From the line with "drop a dot on the human shadow" to the line with "drop a dot on the exposed", retype every line exactly, including those two, and leave out the rest of the data below.

- **Referring expression data**:
··········

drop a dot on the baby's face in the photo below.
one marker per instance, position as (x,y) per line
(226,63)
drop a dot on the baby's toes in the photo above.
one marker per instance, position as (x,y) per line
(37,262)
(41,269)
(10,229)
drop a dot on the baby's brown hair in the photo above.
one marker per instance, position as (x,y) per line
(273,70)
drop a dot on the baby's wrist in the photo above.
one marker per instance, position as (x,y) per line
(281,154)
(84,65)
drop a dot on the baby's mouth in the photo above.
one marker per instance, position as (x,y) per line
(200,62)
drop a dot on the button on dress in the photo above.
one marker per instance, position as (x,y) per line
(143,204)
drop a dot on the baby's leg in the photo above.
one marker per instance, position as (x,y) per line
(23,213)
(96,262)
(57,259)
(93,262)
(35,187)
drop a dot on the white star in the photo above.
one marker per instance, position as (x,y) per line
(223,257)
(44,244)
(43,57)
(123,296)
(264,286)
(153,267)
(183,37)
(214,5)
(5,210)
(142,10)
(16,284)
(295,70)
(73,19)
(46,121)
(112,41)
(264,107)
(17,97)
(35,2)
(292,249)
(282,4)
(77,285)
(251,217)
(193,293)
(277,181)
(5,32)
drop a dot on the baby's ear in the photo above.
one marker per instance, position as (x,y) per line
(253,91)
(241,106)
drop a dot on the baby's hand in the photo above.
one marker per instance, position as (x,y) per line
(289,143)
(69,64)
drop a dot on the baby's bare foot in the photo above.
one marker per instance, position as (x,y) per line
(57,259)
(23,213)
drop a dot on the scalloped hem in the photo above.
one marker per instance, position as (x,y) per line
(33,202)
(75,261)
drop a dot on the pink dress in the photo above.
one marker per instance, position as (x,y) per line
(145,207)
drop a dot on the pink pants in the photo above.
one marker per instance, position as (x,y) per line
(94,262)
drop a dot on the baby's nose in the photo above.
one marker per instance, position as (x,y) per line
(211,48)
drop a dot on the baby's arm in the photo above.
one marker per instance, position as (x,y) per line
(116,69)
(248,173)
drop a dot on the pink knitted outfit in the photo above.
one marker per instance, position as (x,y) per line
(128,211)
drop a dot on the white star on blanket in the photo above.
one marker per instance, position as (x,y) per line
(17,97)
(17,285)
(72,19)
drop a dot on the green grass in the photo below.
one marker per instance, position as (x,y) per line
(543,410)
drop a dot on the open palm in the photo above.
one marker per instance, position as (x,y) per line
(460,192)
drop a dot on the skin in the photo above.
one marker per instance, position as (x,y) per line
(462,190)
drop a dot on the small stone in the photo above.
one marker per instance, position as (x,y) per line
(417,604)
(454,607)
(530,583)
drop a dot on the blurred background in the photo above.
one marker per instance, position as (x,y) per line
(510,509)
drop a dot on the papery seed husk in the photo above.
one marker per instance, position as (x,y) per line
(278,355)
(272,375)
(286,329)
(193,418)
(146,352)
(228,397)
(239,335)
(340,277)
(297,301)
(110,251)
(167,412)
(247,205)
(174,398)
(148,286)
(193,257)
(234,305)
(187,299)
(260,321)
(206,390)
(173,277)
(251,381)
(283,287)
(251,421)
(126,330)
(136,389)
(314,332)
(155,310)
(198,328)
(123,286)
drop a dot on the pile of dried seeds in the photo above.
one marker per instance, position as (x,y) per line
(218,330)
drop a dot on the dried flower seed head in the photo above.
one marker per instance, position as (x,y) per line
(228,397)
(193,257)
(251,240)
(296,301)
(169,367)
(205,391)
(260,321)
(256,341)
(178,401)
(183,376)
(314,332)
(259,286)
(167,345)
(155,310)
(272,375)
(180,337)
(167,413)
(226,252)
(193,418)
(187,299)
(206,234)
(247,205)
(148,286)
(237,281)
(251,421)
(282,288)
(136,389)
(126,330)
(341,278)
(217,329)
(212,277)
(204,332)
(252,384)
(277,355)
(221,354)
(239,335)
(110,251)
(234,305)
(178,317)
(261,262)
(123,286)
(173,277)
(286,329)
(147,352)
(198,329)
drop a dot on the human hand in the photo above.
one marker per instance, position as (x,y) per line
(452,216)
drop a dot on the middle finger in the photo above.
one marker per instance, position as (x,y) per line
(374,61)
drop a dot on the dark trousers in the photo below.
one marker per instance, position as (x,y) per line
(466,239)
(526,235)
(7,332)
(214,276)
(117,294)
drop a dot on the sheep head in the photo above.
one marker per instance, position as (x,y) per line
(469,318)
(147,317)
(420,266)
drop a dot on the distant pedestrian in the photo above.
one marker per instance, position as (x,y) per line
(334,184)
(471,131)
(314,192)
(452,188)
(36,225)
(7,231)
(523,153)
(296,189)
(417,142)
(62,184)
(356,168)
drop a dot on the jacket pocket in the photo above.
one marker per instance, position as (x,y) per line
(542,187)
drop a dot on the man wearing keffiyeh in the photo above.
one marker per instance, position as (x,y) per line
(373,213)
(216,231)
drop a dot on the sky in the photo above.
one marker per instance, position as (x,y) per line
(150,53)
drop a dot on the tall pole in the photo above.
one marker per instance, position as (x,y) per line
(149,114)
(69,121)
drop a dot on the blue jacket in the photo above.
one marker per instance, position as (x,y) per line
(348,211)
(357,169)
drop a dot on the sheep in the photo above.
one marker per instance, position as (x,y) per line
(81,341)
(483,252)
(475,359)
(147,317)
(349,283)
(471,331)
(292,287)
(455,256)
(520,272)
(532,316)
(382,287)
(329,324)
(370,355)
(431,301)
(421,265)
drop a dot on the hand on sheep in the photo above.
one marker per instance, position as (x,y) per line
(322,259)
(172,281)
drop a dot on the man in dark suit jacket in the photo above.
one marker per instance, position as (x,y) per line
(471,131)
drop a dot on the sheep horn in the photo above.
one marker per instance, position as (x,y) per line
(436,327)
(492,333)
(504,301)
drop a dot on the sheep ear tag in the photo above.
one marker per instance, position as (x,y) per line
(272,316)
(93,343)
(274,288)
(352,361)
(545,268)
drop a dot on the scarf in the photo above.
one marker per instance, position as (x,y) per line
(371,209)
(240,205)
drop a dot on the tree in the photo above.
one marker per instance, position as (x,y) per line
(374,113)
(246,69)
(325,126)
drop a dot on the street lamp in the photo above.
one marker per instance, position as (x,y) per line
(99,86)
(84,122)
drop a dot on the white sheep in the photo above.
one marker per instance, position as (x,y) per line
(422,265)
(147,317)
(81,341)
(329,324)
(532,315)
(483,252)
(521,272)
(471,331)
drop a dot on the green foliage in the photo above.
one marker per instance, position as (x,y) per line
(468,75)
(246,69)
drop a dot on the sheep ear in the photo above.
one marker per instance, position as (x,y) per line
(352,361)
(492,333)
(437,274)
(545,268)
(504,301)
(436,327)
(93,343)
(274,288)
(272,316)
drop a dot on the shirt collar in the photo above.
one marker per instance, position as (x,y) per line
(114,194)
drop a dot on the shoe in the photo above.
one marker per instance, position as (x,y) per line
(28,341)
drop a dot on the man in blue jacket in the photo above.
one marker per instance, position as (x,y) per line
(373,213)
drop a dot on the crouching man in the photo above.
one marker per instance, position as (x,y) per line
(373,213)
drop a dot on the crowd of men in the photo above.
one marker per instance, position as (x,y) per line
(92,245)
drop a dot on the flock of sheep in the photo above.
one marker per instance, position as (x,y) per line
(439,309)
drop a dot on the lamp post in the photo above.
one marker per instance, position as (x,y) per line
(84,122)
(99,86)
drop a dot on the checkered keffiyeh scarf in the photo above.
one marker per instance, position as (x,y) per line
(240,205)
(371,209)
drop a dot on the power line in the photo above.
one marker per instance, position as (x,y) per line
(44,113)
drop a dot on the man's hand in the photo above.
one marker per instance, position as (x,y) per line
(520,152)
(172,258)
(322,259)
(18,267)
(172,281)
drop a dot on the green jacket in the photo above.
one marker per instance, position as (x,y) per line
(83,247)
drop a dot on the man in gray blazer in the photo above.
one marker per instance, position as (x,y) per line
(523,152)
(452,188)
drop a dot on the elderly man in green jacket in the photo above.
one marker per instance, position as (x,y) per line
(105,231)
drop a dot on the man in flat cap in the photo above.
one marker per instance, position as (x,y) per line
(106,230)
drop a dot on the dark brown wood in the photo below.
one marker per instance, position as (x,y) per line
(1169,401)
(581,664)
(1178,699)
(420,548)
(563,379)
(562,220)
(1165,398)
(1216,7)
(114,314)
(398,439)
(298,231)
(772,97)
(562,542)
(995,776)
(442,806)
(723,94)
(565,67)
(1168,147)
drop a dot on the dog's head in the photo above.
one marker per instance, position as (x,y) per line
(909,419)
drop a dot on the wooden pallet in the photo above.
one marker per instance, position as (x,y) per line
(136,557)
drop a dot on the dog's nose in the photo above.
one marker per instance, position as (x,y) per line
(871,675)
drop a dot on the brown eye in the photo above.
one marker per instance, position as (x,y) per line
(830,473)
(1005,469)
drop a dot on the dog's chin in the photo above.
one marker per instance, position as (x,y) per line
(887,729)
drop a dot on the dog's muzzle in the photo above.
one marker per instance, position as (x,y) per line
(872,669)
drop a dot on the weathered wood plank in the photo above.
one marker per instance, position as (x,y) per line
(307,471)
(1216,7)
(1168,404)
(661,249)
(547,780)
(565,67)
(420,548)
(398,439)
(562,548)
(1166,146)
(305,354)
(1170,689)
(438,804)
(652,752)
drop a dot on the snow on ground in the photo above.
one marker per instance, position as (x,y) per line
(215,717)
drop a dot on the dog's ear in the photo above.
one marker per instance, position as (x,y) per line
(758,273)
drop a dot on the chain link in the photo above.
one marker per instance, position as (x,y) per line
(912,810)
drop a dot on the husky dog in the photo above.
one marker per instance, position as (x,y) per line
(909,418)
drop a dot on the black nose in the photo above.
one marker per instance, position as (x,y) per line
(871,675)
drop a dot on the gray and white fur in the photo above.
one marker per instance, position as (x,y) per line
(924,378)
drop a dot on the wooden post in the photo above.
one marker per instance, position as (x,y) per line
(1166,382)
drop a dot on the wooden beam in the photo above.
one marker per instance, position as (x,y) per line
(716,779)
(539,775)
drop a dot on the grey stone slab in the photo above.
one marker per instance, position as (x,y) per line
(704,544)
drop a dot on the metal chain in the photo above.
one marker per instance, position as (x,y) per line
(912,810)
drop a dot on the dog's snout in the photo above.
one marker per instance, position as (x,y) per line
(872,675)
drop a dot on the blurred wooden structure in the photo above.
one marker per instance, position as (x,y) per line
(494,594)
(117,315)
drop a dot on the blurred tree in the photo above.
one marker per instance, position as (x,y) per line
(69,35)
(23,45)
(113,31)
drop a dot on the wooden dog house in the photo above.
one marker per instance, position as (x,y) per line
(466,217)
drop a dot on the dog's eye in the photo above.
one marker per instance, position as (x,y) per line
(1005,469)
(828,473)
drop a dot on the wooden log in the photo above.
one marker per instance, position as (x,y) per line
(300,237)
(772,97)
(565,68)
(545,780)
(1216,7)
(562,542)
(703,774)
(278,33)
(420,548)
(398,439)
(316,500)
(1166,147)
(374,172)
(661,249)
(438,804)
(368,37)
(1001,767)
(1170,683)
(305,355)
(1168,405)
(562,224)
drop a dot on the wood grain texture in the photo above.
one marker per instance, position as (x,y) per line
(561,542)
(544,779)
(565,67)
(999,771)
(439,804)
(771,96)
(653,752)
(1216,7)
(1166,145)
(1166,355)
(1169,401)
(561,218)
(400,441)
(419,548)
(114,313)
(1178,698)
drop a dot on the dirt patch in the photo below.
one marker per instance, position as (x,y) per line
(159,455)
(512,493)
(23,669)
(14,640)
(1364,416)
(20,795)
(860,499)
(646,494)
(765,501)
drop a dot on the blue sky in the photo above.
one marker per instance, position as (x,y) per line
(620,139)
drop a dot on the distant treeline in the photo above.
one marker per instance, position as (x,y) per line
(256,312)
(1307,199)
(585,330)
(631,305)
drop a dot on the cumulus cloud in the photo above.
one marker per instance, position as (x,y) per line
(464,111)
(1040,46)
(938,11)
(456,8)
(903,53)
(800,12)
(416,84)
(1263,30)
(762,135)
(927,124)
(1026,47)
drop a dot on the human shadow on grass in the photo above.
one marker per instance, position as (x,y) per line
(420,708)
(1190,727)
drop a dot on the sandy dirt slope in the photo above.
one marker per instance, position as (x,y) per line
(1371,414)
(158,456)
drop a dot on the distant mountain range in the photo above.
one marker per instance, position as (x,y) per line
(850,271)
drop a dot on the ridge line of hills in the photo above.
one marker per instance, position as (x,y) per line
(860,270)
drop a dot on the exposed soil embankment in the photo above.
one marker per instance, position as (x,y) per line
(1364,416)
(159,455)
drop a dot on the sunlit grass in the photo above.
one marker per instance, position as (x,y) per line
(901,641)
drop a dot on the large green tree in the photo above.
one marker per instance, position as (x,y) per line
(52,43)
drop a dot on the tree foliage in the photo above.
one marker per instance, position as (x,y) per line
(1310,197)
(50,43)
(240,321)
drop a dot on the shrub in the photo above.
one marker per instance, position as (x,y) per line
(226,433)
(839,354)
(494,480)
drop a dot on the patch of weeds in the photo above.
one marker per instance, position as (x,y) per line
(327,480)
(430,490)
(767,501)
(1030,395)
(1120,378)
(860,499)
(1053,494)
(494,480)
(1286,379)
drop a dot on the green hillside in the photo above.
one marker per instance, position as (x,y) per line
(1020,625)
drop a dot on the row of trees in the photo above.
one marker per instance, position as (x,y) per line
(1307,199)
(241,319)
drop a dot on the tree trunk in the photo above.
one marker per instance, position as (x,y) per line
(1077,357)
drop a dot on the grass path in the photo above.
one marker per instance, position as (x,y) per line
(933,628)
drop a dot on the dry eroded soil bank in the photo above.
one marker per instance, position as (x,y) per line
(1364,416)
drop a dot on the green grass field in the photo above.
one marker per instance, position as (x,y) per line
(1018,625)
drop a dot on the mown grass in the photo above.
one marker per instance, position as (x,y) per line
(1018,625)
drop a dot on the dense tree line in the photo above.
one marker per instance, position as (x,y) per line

··········

- **ANSWER TO THE PROBLEM**:
drop a dot on the human shadow on grass in the photo above.
one marker per instance, position as (x,y) per line
(420,708)
(1190,727)
drop a dot on the sandy dirt slope in the photo above.
one marker per instance, position as (x,y) per line
(1371,414)
(158,456)
drop a dot on the distant mountain range in the photo above.
one marker per instance, position as (x,y) per line
(850,271)
drop a dot on the ridge line of hills in the photo above.
one marker per instance, position as (x,y) per line
(860,270)
drop a dot on the exposed soil embankment in the photo above.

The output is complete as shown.